→ WHAT THE TASK ASKS
Summarize the passage below on the history of systems engineering in three sentences.

→ EXCERPTED PASSAGE
Start

We can view the evolution of Systems Engineering (SE) in terms of challenges and responses. Humans have faced increasingly complex challenges and have had to think systematically and holistically in order to produce successful responses. From these responses, generalists have developed generic principles and practices for replicating success.

Historical Perspective

Some of the earliest relevant challenges were in organizing cities. Emerging cities relied on functions such as storing grain and emergency supplies, defending the stores and the city, supporting transportation and trade, afterlife preparations, providing a water supply, and accommodating palaces, citadels, and temples. The considerable holistic planning and organizational skills required to realize these functions were independently developed in the Middle East, Egypt, Asia, and Latin America, as described in Lewis Mumford’s The City in History (Mumford 1961).

Megacities, and mobile cities for military operations, such as those present in the Roman Empire, emerged next, bringing another wave of challenges and responses. These also spawned generalists and their ideological works, such as Vitruvius and his Ten Books on Architecture (Vitruvius: Morgan transl. 1960). “Architecture” in Rome meant not just buildings, but also aqueducts, central heating, surveying, landscaping, and overall planning of cities.

The Industrial Revolution brought another wave of challenges and responses. In the nineteenth century, considerable new holistic thinking and planning went into creating and sustaining transportation systems, including canal, railroad, and metropolitan transit systems. General treatises, such as The Economic Theory of the Location of Railroads (Wellington 1887), appeared in this period. The early twentieth century saw large-scale industrial enterprise engineering, such as the Ford automotive assembly plants, along with treatises like The Principles of Scientific Management (Taylor 1911).

The Second World War presented challenges around the complexities of real-time command and control of extremely large multinational land, sea, and air forces and their associated logistics and intelligence functions. The postwar period brought the Cold War and Russian space achievements. The U.S. and its allies responded to these challenges by making considerable investments in researching and developing principles, methods, processes, and tools for military defense systems, complemented by initiatives addressing industrial and other governmental systems. Landmark results included the codification of operations research and SE in Introduction to Operations Research (Churchman et. al 1957), Warfield (1956), and Goode-Machol (1957) and the general Rand Corporation approach to government systems analysis as seen in Efficiency in Government Through Systems Analysis (McKean 1958). In general theories of system behavior and SE, we see cybernetics (Weiner 1948), system dynamics (Forrester 1961), general systems theory (Bertalanffy 1968), and mathematical systems engineering theory (Wymore 1977).

End

→ RAW RECORDS
Start

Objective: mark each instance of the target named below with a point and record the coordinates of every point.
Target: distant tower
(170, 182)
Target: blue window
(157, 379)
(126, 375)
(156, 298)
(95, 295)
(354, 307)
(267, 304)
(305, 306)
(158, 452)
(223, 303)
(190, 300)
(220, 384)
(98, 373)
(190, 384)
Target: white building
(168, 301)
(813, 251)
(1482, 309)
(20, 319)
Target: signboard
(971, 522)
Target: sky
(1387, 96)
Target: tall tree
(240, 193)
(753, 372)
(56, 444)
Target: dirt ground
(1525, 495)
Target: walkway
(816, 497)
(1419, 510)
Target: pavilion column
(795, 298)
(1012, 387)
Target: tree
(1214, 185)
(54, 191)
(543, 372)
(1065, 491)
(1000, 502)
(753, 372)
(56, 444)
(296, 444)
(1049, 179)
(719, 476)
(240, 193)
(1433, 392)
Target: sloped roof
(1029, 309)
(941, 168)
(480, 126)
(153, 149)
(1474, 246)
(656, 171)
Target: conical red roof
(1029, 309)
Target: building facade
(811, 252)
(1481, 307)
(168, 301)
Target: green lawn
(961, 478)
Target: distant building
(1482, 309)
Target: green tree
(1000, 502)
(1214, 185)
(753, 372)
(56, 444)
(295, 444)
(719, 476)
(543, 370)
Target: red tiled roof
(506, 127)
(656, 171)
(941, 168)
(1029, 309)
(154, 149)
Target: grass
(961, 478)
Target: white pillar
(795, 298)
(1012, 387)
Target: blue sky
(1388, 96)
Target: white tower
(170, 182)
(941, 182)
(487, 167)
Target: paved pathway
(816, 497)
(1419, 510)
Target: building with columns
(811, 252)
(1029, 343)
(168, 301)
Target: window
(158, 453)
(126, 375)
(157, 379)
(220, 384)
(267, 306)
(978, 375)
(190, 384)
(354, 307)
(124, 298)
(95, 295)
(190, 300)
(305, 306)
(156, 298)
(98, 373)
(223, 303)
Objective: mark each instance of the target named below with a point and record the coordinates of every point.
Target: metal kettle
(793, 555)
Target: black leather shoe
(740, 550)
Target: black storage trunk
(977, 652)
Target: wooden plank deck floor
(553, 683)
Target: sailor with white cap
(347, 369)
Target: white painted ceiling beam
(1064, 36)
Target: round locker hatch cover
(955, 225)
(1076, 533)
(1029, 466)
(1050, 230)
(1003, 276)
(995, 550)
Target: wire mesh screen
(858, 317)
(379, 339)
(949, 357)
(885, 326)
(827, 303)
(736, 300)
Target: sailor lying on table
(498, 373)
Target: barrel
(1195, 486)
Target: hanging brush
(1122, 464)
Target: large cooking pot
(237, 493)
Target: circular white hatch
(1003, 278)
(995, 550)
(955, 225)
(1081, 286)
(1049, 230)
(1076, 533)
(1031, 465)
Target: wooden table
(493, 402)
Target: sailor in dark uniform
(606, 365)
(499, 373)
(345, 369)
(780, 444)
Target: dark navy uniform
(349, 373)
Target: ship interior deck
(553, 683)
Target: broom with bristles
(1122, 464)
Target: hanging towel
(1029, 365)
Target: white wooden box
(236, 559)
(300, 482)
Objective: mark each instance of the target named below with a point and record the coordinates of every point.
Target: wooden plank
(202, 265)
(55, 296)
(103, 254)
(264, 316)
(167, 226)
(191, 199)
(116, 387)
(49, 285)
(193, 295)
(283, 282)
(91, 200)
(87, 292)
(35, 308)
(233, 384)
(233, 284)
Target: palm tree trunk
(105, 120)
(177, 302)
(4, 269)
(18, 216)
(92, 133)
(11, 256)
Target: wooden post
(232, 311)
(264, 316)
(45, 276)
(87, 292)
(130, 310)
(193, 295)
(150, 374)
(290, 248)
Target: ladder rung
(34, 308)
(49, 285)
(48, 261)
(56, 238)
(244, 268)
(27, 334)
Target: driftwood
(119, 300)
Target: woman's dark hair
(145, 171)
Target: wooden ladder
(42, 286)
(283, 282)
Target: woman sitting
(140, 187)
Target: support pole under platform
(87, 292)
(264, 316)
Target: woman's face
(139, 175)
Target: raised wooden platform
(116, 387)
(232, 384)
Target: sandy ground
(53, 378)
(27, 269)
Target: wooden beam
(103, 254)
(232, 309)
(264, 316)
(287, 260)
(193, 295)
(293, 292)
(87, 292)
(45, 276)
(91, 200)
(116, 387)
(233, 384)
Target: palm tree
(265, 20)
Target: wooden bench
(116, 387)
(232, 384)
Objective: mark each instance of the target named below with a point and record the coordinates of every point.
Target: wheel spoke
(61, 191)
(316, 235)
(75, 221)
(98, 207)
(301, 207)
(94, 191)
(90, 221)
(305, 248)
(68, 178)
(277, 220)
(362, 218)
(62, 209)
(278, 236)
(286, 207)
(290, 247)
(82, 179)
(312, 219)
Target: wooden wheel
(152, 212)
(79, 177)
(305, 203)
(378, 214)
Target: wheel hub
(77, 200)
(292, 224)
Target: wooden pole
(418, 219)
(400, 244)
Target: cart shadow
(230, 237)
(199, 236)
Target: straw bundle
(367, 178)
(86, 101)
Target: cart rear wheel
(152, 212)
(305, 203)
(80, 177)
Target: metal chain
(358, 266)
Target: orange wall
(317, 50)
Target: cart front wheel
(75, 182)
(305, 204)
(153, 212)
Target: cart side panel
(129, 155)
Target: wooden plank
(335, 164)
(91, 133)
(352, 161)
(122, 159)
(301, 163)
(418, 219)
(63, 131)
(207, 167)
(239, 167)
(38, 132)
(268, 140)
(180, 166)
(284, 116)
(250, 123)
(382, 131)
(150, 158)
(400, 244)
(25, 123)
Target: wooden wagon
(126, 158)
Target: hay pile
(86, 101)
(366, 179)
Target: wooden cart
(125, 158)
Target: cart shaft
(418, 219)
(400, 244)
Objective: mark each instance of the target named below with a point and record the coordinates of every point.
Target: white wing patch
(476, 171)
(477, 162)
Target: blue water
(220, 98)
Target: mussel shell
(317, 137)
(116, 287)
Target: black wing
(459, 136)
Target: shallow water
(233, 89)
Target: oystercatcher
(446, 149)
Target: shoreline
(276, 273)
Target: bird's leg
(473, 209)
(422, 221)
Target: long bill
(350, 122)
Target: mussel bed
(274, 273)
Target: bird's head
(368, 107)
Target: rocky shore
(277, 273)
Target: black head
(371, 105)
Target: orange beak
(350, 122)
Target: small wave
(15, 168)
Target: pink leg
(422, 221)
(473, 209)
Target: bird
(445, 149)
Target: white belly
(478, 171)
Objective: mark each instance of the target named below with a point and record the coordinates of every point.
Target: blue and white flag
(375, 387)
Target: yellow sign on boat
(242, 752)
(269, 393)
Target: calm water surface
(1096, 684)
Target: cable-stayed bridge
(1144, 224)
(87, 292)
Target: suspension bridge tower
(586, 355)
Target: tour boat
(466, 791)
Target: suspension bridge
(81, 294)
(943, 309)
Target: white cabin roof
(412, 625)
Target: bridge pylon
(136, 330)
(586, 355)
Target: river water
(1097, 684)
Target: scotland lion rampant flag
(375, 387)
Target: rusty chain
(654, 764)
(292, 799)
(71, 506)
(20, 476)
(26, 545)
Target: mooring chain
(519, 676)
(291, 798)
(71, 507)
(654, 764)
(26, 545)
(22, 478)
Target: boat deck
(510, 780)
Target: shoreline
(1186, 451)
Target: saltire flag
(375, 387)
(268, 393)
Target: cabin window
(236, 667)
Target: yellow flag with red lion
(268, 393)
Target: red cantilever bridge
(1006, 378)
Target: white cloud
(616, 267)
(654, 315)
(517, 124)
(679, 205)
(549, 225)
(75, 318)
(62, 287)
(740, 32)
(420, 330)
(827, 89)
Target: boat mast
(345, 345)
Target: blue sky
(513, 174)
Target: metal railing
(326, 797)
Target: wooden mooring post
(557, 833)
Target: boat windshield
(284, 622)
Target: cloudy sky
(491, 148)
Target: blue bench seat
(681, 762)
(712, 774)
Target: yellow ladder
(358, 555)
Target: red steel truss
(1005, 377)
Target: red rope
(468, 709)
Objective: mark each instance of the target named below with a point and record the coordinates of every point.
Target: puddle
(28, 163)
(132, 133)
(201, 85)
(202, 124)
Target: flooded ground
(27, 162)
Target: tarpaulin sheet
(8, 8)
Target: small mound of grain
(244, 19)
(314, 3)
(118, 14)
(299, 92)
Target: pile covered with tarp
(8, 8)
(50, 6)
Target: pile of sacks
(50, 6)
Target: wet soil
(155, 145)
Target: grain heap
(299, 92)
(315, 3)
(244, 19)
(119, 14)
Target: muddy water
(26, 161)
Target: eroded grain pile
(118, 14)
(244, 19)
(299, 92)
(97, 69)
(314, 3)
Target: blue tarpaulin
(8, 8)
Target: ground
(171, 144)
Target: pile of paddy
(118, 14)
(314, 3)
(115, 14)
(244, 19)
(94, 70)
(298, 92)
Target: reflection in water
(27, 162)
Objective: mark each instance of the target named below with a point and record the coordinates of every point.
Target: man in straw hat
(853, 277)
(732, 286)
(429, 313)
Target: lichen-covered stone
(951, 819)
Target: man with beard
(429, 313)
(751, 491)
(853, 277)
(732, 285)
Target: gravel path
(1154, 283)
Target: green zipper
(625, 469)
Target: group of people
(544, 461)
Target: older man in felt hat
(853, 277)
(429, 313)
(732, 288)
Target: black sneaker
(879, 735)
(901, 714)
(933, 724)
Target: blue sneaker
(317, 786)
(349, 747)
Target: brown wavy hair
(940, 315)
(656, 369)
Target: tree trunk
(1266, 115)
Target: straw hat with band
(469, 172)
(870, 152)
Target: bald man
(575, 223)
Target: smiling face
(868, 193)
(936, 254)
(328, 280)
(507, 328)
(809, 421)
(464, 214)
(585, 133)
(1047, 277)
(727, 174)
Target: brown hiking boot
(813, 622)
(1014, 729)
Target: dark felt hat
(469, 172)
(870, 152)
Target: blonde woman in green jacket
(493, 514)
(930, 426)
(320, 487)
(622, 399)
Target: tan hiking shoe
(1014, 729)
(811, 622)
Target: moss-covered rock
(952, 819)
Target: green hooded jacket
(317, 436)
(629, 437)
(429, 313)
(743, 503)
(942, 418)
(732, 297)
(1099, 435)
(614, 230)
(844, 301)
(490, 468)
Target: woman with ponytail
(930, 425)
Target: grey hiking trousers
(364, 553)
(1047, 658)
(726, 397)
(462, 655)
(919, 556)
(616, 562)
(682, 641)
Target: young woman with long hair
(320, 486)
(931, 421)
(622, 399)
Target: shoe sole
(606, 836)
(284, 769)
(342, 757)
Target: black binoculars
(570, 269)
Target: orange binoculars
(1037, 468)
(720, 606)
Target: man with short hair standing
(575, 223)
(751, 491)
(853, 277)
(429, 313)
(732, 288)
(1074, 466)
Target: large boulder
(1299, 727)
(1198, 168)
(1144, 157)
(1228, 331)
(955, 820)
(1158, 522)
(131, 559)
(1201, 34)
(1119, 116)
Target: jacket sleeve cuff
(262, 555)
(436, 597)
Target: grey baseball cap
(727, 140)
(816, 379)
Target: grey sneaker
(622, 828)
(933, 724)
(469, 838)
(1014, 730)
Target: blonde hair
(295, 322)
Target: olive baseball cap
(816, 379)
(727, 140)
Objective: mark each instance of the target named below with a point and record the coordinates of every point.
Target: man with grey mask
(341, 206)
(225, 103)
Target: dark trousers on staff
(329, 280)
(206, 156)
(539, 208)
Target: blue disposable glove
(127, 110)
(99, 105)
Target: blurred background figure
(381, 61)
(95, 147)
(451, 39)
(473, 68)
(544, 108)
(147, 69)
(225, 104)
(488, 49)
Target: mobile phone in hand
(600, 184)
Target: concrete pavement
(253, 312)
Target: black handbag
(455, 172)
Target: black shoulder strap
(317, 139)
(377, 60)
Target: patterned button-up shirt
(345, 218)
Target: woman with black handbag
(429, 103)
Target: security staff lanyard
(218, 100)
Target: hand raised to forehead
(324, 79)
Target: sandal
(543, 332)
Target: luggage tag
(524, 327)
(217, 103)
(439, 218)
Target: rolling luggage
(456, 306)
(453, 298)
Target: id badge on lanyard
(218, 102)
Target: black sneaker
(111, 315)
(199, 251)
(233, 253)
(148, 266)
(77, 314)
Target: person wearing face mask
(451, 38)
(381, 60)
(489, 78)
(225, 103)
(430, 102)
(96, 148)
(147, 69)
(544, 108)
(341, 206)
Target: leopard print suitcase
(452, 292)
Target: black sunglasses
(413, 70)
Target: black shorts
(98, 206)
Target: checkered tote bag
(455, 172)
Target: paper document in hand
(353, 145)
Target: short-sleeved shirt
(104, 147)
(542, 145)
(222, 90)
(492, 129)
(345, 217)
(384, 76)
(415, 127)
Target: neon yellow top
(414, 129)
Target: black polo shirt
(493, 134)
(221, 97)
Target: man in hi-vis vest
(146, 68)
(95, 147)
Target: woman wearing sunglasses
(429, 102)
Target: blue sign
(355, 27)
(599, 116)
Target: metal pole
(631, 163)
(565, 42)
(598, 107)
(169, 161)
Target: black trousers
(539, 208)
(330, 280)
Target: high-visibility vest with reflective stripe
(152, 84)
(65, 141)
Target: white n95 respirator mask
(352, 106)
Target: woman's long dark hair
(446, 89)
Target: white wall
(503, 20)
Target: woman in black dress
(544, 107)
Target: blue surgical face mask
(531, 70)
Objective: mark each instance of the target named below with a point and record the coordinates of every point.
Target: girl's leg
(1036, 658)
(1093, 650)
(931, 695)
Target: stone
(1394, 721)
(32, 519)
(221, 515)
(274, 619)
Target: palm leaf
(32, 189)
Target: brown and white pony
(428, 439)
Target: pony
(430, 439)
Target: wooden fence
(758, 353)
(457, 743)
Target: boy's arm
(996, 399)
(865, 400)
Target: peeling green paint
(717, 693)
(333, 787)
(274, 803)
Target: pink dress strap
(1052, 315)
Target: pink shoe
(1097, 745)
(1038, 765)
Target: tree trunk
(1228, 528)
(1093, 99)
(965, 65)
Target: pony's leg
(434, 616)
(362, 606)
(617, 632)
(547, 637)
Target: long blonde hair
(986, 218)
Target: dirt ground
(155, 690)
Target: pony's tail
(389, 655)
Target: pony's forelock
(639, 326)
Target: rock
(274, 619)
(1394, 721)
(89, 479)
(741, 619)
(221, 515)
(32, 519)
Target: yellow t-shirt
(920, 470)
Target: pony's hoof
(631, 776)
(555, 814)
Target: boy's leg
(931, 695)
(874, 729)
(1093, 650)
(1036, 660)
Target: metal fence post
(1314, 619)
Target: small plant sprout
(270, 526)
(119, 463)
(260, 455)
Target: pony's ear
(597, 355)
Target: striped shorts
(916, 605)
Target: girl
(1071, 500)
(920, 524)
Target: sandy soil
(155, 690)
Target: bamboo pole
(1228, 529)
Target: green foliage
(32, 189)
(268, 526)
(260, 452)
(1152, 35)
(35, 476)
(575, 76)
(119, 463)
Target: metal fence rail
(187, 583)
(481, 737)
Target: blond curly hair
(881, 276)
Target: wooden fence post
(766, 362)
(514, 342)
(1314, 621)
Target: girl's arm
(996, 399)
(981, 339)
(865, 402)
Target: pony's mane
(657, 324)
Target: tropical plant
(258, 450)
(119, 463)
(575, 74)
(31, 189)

End

→ EXERCISE ANSWER
Systems engineering can be seen as evolving through a series of increasingly complex challenges and responses, and generalists drew generic principles and practices from those responses. Early challenges came from organizing cities and later Roman megacities and mobile military cities, followed by the transportation systems and large-scale industrial enterprises of the Industrial Revolution. The Second World War and the Cold War led the U.S. and its allies to invest heavily in principles, methods, processes, and tools for military defense systems, producing landmark works on operations research and systems engineering along with general theories such as cybernetics and system dynamics.